- Problem details: Return the listing below unchanged, minus its pictures.

# # # # # # #

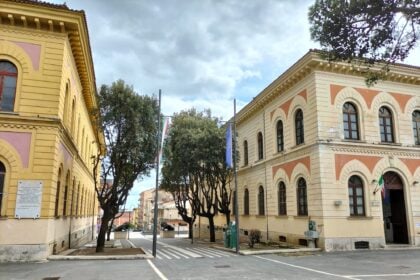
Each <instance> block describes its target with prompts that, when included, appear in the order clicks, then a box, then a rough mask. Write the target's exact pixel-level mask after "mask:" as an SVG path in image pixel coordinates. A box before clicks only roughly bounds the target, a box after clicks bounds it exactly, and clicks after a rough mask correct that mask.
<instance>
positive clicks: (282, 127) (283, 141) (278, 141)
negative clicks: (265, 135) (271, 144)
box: [276, 121, 284, 152]
mask: <svg viewBox="0 0 420 280" xmlns="http://www.w3.org/2000/svg"><path fill="white" fill-rule="evenodd" d="M276 128H277V152H281V151H283V149H284V141H283V122H282V121H278V122H277V127H276Z"/></svg>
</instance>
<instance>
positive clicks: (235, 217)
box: [232, 98, 240, 254]
mask: <svg viewBox="0 0 420 280" xmlns="http://www.w3.org/2000/svg"><path fill="white" fill-rule="evenodd" d="M232 150H233V174H234V177H235V194H236V195H235V197H234V199H235V201H234V202H233V203H234V204H235V205H234V207H235V224H236V254H239V243H240V242H239V237H240V233H239V214H238V176H237V174H236V98H235V99H233V149H232Z"/></svg>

# # # # # # #

- Task result:
Each <instance> block describes its target with prompts that, when included, appear in the order clicks, then a box, then a rough mask. Write the target's exact pixel-level mask after "mask:" as an SVG path in image pixel coordinates. A box before clicks only roughly bounds the target, a box after clicks bounds it exactly, and clicks after a rough mask correct that mask.
<instance>
positive clicks: (282, 127) (283, 141) (278, 141)
negative clicks: (265, 135) (271, 144)
box: [276, 121, 284, 152]
mask: <svg viewBox="0 0 420 280" xmlns="http://www.w3.org/2000/svg"><path fill="white" fill-rule="evenodd" d="M276 128H277V152H281V151H283V149H284V141H283V122H282V121H278V122H277V127H276Z"/></svg>
</instance>
<instance>
positive clicks: (235, 217)
box: [232, 98, 240, 254]
mask: <svg viewBox="0 0 420 280" xmlns="http://www.w3.org/2000/svg"><path fill="white" fill-rule="evenodd" d="M232 150H233V174H234V177H235V194H236V195H235V197H234V199H235V201H234V202H233V203H234V204H235V205H234V207H235V224H236V254H239V243H240V242H239V237H240V233H239V214H238V176H237V174H236V98H235V99H233V149H232Z"/></svg>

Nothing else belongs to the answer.